TEXT EXCERPT:
* * * *

The following movies are the ones that irked us the most in 2015; some because they underwhelmed, others because they were just unequivocally horrible. No matter the reason, they were painful to endure, and we're here to share that pain with you... hopefully so that you can avoid experiencing it for yourselves. We're humanitarians, you see.
*Be sure to read our reviews of each movie (when available), as they provide more in-depth reasoning as to why these movies were so painful to watch.
What a bunch of pretentious, faux-artsy, ridiculous shit this movie was. An exercise in style over substance, #Horror tried to be a socially-relevant indictment of Social Media culture, which I suppose it was at its core, but it was such a sloppy mess of a movie that we didn't really care all that much about what it was trying to say.
What a waste of good actors and overall potential.
The more we think about this one, the more it irks the hell out of us. As talented as Tyler Shields is, we're not sure what he thought he was doing with this movie. It says nothing, it does very little, and if it wasn't for the fact that its visuals were so pretty, it wouldn't have much reason to exist at all.
Abigail Breslin is way better than this.

* * * *

[Stored data]
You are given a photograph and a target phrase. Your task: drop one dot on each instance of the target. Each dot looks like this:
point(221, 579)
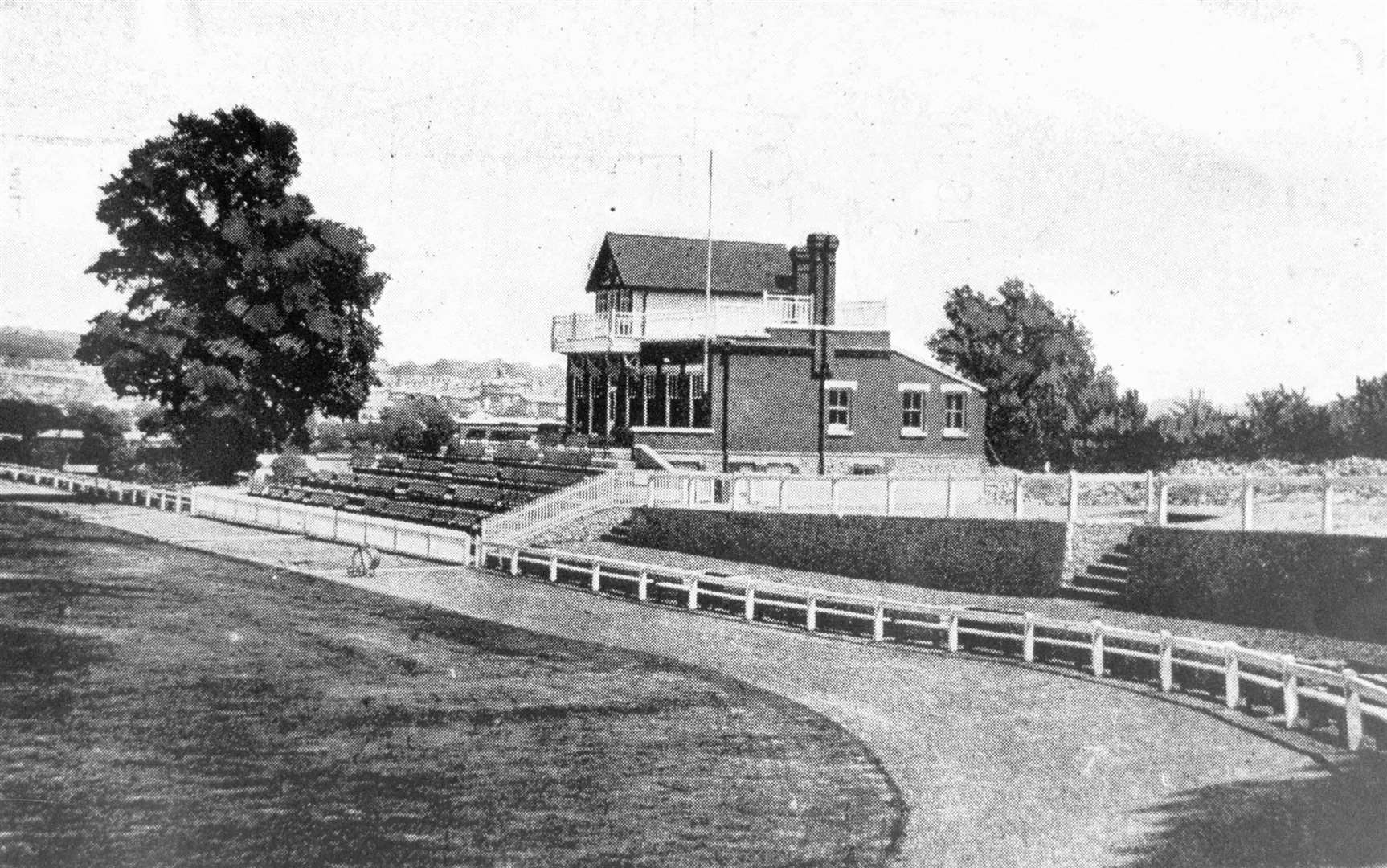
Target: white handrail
point(1347, 691)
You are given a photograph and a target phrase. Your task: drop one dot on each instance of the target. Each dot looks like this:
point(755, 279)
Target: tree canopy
point(418, 424)
point(244, 313)
point(1037, 366)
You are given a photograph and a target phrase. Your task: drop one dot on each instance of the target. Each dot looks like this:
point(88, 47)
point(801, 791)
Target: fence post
point(1232, 682)
point(1098, 648)
point(1291, 692)
point(1167, 661)
point(1352, 711)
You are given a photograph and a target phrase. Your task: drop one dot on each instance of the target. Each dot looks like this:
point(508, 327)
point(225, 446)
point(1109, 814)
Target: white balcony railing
point(727, 317)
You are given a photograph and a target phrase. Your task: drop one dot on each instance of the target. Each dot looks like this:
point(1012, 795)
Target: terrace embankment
point(997, 763)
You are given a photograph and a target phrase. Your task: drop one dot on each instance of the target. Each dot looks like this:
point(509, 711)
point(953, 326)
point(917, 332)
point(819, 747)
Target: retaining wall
point(978, 555)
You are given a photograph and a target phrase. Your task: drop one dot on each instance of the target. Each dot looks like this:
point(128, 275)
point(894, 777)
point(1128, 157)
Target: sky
point(1201, 185)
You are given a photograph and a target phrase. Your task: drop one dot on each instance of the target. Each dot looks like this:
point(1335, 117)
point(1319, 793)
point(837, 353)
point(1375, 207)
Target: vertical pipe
point(1167, 663)
point(1099, 667)
point(1074, 497)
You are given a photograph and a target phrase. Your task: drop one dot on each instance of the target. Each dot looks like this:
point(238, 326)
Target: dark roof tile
point(661, 262)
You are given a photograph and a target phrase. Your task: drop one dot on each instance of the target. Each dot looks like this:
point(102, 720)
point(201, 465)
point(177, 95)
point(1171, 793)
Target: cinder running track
point(1000, 764)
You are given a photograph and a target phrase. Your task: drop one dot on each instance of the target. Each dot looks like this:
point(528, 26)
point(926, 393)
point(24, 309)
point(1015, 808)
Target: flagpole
point(708, 285)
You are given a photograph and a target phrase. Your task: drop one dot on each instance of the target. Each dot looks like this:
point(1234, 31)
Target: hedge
point(1333, 585)
point(978, 555)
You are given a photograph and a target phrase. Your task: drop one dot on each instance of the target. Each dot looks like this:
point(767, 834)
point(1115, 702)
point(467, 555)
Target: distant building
point(774, 375)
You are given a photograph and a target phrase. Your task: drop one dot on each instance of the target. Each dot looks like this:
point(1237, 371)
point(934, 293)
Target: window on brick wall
point(911, 412)
point(955, 416)
point(840, 403)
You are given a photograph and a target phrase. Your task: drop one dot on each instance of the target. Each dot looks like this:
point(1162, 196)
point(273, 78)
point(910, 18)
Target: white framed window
point(838, 399)
point(913, 409)
point(956, 416)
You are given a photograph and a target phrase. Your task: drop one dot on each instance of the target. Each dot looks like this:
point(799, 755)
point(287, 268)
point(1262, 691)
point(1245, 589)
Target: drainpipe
point(726, 378)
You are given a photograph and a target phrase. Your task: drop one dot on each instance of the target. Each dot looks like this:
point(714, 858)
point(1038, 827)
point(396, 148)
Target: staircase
point(620, 533)
point(1104, 580)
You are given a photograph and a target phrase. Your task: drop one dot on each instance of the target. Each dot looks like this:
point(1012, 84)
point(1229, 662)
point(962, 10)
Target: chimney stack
point(821, 252)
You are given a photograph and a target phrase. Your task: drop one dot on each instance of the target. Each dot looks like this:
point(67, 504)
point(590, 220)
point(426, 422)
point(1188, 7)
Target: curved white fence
point(1300, 691)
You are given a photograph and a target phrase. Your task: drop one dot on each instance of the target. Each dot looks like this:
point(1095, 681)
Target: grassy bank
point(162, 707)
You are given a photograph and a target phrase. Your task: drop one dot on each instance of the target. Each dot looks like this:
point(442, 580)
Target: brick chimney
point(821, 254)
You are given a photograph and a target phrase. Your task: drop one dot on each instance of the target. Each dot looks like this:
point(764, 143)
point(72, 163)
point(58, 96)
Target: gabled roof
point(659, 262)
point(935, 365)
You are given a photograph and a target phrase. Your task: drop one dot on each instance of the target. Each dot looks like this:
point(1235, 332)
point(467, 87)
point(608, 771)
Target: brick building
point(773, 373)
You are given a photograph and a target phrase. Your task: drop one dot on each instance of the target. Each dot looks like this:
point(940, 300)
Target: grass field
point(164, 707)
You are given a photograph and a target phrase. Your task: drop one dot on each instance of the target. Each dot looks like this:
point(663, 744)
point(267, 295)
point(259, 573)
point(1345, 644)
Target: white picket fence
point(1300, 691)
point(151, 497)
point(1348, 504)
point(1239, 676)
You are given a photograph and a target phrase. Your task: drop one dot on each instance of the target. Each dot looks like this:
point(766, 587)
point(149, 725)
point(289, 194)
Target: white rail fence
point(1348, 504)
point(151, 497)
point(1301, 692)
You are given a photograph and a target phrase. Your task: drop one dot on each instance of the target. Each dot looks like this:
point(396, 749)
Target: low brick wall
point(1326, 584)
point(978, 555)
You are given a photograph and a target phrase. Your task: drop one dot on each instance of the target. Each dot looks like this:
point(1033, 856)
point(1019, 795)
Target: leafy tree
point(1035, 362)
point(1360, 420)
point(103, 433)
point(418, 424)
point(244, 313)
point(1285, 424)
point(1196, 428)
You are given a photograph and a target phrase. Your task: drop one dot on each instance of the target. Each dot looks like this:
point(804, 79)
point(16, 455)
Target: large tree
point(1037, 365)
point(244, 313)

* * * *

INSTRUCTIONS:
1: Render this sentence from the 2015 movie roundup in Spanish: "What a waste of good actors and overall potential."
2: Resume the 2015 movie roundup from its last sentence.
The lines are separate material from the 2015 movie roundup.

FINAL RESULTS:
1: Qué desperdicio de buenos actores y de potencial en general.

2:
If you've never seen a Horror movie before, this one might scare you in all the right ways. For anyone else though, it will most likely either make you laugh or cry. Or both.
Oh look, another Found Footage movie, and one that makes such a jumbled mess of its story, that we're still not even sure what it was really about. "A world-famous serial killing cannibal whose spirit returns to make people eat each other, so that he can be reborn through the pregnant chick of the group, so that he may live to kill again." Right.
Movies like this make us wish that the entire Found Footage sub-genre would just go away. Forever.
I get that cheesy, schlocky, B-grade Horror flicks like this need to exist; sometimes we need movies that are silly and fun, and sometimes, we need movies that are unintentionally so. Sometimes, we get movies like Gnome Alone that lack any sort of charm or wit, and that make us want to punch something while watching them.
This movie made us wish we were watching one of the Leprechaun movies instead, and that's not saying much at all.
|THE HUMAN CENTIPEDE: FULL SEQUENCE|
Where the first Human Centipede (as disgusting as it was) was a subversive treat, and the second one was a shameless splatter-fest that at least made an effort, this third and hopefully final entry in the series shows us that Tom Six has absolutely gone off the rails; as in he sucks at filmmaking, and is so far up his own ass with whatever it is that he's trying to do as an "artist" that we have to imagine that he's fucking with us on purpose.
What a horrible movie.
The more we see from Eli Roth, the more we question just how good of a filmmaker he really is. Knock Knock is a remake of a really obscure 70's flick, and as sexy as it was here and there, it wasn't really any better of a film. I could honestly say that the original, which wasn't very good at all, was better.
Watching Keanu Reeves try to act in this one was truly painful at times, and we really like the guy.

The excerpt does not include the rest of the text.